Artículo
-----
El mito edénico adquiere en Ursúa  múltiples formas y nombres precisamente porque la novela pretende una narración totalizadora: la conquista de los Zenúes en  lo que sería la gobernación de Santa Marta, la dominación de los Muiscas en el altiplano, las hazañas de Robledo y los desmanes de Benalcázar y los Pizarro en el sur; y hasta el ingreso de la expedición de los Welser en el Nuevo Reino de Granada por Maracaibo procedente de Venezuela.  Para todos ellos siempre un edén perdido lleno de riquezas  esperaba más adelante, quizás en el próximo recodo del camino.

 

Podría decirse además que  en Ursúa la configuración de ese mito paradisíaco   deviene por dos caminos diferentes: Uno,  el inevitable, ese que es inherente a la historia de la conquista, al espacio y el tiempo narrados. Otro, el estético, que descansa en la idealización poética de la geografía que hace el  narrador.
-----
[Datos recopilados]
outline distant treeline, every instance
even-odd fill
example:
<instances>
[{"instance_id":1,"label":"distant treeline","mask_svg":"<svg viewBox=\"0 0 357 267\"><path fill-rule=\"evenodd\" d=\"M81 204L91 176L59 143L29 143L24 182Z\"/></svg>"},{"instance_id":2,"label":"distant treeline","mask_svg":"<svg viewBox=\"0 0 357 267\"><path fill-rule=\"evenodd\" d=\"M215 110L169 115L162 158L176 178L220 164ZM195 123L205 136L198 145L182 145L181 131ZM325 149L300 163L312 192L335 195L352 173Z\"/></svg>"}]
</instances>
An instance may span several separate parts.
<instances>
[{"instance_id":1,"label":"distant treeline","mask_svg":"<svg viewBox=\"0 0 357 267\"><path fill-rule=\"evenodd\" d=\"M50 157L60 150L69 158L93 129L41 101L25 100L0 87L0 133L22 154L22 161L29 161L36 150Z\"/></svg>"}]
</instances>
-----
Tarea del ejercicio 1
Según el artículo sobre Ursúa, ¿por qué el mito edénico adopta en la novela múltiples formas y nombres? Responde en una a tres oraciones.
Tarea del ejercicio 2
Extrae del artículo sobre Ursúa la parte que empieza con las palabras que contienen "Podría decirse además" y termina con "hace el  narrador.".
Tarea del ejercicio 3
Traduce al inglés esta oración del artículo sobre Ursúa: "Para todos ellos siempre un edén perdido lleno de riquezas esperaba más adelante, quizás en el próximo recodo del camino."
Para resolver, apóyate solo en el artículo.

Resultado 1
El mito edénico adopta múltiples formas y nombres porque la novela pretende una narración totalizadora. Abarca la conquista de los Zenúes, la dominación de los Muiscas, las hazañas de Robledo, los desmanes de Benalcázar y los Pizarro y el ingreso de la expedición de los Welser por Maracaibo.

Resultado 2
Podría decirse además que  en Ursúa la configuración de ese mito paradisíaco   deviene por dos caminos diferentes: Uno,  el inevitable, ese que es inherente a la historia de la conquista, al espacio y el tiempo narrados. Otro, el estético, que descansa en la idealización poética de la geografía que hace el  narrador.

Resultado 3
For all of them, a lost Eden full of riches always awaited further ahead, perhaps around the next bend in the road.